[Start of section]
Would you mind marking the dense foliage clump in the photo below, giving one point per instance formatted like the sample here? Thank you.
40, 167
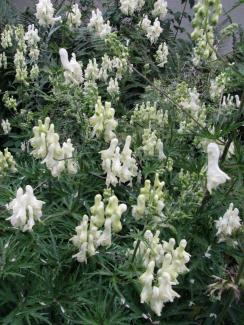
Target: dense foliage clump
121, 165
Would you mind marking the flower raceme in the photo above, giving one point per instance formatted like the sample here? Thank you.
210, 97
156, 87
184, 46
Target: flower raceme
103, 121
26, 209
119, 167
152, 30
160, 9
128, 7
7, 163
46, 146
72, 69
163, 263
162, 55
215, 176
89, 235
45, 13
228, 224
74, 17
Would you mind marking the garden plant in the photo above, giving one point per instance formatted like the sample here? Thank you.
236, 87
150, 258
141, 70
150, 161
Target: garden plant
121, 163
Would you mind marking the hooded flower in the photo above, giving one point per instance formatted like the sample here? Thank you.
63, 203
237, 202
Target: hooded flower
215, 176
[End of section]
BRIEF: Please write out all of the data verbatim, with no pictures in the copy.

EXERCISE OUTPUT:
Would you mind marking the dense foliage clump in the photo below, giving one point per instance formatted like the sample here? Thank you.
40, 167
Target: dense foliage clump
121, 165
Would you mind marking the flower raceme in the photo above, giving one point per instance formatted like the sample here? Thank you.
210, 97
156, 87
184, 46
Target: flower raceme
103, 121
26, 209
119, 167
152, 30
160, 9
128, 7
7, 163
46, 146
72, 69
163, 263
162, 55
215, 176
89, 235
45, 13
228, 224
74, 17
Would you mind marking the garden plant in the photo above, giving one point per instance formatted like the sample here? Thank you.
236, 87
150, 258
141, 70
150, 161
Target: garden plant
121, 163
Would you mind marking the hooded flower in the photo above, giving one point per instance formatted like the sample here? Thank you.
63, 203
237, 202
Target: hooded flower
215, 176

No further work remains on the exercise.